> [TASK DESCRIPTION]
Reproduce the records below exactly; the images should not appear.

========

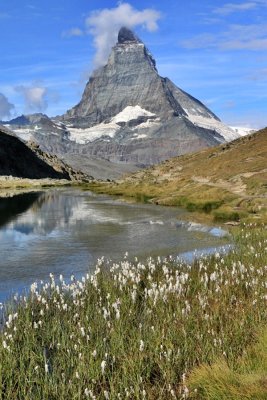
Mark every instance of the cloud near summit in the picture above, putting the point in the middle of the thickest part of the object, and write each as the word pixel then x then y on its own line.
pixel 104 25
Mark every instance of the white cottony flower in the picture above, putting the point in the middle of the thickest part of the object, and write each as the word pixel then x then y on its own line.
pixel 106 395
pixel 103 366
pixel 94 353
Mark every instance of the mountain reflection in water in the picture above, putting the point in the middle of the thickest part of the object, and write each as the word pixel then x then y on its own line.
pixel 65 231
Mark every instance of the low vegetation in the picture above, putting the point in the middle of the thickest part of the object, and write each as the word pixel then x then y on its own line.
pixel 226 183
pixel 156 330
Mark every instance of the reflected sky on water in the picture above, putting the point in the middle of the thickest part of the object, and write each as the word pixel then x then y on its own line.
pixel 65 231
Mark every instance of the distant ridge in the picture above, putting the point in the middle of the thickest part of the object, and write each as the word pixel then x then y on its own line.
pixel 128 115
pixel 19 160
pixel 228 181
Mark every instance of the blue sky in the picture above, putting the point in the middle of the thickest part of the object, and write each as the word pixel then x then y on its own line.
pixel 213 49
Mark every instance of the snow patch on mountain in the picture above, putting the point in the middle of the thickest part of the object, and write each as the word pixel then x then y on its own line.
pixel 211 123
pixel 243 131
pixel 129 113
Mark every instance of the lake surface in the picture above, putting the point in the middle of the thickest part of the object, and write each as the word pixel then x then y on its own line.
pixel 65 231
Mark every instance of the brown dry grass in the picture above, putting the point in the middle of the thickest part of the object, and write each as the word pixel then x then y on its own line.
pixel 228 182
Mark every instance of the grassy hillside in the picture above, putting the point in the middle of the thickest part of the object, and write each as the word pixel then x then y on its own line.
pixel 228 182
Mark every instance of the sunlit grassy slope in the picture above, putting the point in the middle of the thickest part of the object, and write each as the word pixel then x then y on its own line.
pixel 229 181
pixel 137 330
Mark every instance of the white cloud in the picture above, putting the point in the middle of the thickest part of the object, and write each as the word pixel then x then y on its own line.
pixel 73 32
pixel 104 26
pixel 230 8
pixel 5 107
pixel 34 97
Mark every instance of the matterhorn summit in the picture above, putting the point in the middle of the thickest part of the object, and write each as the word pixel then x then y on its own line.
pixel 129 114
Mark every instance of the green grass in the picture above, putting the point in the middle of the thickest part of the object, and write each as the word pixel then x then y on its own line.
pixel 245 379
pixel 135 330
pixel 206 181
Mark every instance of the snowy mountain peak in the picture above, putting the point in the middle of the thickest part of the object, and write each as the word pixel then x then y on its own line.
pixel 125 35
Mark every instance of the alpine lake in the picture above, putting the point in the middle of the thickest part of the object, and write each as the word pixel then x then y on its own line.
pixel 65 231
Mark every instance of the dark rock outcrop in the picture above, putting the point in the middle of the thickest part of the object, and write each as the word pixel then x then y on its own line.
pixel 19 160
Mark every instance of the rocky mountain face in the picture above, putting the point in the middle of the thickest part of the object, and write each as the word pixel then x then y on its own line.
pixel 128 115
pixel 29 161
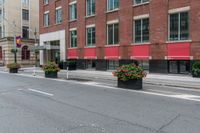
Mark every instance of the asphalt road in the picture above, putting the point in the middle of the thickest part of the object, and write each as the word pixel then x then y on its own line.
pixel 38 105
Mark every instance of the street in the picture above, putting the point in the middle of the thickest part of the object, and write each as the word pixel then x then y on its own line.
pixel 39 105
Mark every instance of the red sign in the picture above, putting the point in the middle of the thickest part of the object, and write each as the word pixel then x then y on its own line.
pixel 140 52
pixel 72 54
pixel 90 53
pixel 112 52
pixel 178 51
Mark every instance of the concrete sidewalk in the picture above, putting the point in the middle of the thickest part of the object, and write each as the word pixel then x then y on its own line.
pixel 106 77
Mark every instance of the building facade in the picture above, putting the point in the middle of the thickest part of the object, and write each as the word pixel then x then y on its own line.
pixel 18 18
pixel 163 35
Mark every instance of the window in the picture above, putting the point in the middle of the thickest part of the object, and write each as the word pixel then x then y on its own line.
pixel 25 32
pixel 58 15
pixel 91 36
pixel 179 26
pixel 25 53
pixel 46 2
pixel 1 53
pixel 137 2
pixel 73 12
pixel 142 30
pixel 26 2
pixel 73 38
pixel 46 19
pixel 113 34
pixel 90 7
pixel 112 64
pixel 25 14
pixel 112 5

========

> [EXERCISE RESPONSE]
Mark every instance of the cloud near summit in the picture above, putting the point in the middle of the thickest part of the object, and write each as the word pixel then x then y on its own line.
pixel 104 25
Mark every instance of the white cottony flower in the picture above, putting the point in the middle of the thickest part of the object, and write each as the word pixel then x then y on its own line.
pixel 106 395
pixel 103 366
pixel 94 353
Mark every instance of the mountain reflection in water in the picture above, putting the point in the middle of the thickest part of the object, and write each as the word pixel then x then y on its own line.
pixel 65 231
Mark every instance of the low vegetation in the picture above, putting the point in the middle of the thickest part of the object, and write each as the word pixel then x then y on its own line.
pixel 226 183
pixel 156 330
Mark every instance of the reflected sky on water in the picture above, putting the point in the middle of the thickest part of the object, and write each as the word pixel then x then y on its own line.
pixel 65 231
Mark every instance of the distant ridge in the picture above, putting the point in the middle of the thickest part of the object, and write each as the word pixel then x then y on its own line.
pixel 128 115
pixel 19 160
pixel 228 181
Mark every instance of the blue sky in the picture above, putting the point in the middle of the thickest part of the object, and write each as the word pixel then x then y on its own line.
pixel 213 49
Mark every instance of the snow patch on mountain in the picture above, putting the point in the middle of the thickest part of the object, and write each as the word pixel then x then y on its own line.
pixel 211 123
pixel 243 131
pixel 129 113
Mark every instance of the lake surface in the picture above, putting the point in the middle of the thickest part of the object, and write each as the word pixel then x then y on its own line.
pixel 65 231
Mark every instance of the brown dry grass in the picture above, putting the point in the middle of the thickest part of the object, and write each as the word pixel then x then y on its own line.
pixel 228 182
Mark every instance of the grassy hillside in the picture above, putting the point in the middle of the thickest part of the object, and write each as the word pixel then x then y on its own line.
pixel 228 182
Mark every instance of the sunlit grassy slope in the picture above, putting the point in the middle of the thickest part of the object, and write each as the word pixel then x then y on its own line.
pixel 229 181
pixel 137 330
Mark every instance of the white cloud in the picture above, putting the point in the middle of the thickest part of the object, and write each as the word pixel then x then y on its own line.
pixel 73 32
pixel 104 26
pixel 230 8
pixel 5 107
pixel 34 97
Mark every instance of the matterhorn summit in the picture above, putting the point in the middle of the thickest part of the object, and write each as the word pixel then x then y on its own line.
pixel 129 114
Mark every instance of the green grass in the picture above, putting the point in the middle of the thickest part of the object, and write each as the word pixel then x then y on its own line.
pixel 245 379
pixel 135 330
pixel 206 181
Mark every instance of the snowy mountain peak in the picture above, putting the point in the middle of the thickest part of the object, and write each as the word pixel then x then y on its own line.
pixel 125 35
Mark every instance of the alpine lake in the picture above, putting the point in the middle of the thickest part of the object, and write each as the word pixel then x then y on its own line.
pixel 65 231
Mark every instance of the dark rock outcrop in the picture above, putting the point in the middle of the thickest part of the object, and write each as the word pixel then x then y on its own line.
pixel 19 160
Mark every instance of the rocky mountain face in the picture above, putting the point in the middle of the thickest part of the object, and write each as the word pixel then x then y on its own line.
pixel 128 115
pixel 29 161
Mark every instance of the asphalt road in the picture above, putting the point in the middle of the thickest part of the object, and write each as the word pixel then x then y on its own line.
pixel 38 105
Mark every instance of the street in the picture above, putting the point in the middle of the thickest part of the object, and write each as the word pixel then x then y on its own line.
pixel 39 105
Mark every instance of the red sign in the picture above, putting the point in the middle of the thickest part of the object, and write each as the word pixel then x then y on its own line.
pixel 140 52
pixel 72 54
pixel 90 53
pixel 112 52
pixel 178 51
Mark every instance of the concrete sidewalk in the picture above, putting the point in the middle of the thickest part of the object, and write each as the word pixel then x then y on its own line.
pixel 106 77
Mark every instance of the building facade in the picture above, putting the point in the middle of the thickest part of the object, and write each as the word pixel then x then y on its own line.
pixel 18 18
pixel 163 35
Mark every instance of the window in the picture above, putting the point in the middle of the thickest part of the object, and write each as the word pixel then x then y on its own line.
pixel 25 32
pixel 58 15
pixel 91 36
pixel 179 26
pixel 25 53
pixel 46 2
pixel 1 53
pixel 137 2
pixel 73 12
pixel 142 30
pixel 26 2
pixel 73 38
pixel 46 19
pixel 113 34
pixel 90 7
pixel 112 64
pixel 25 14
pixel 112 5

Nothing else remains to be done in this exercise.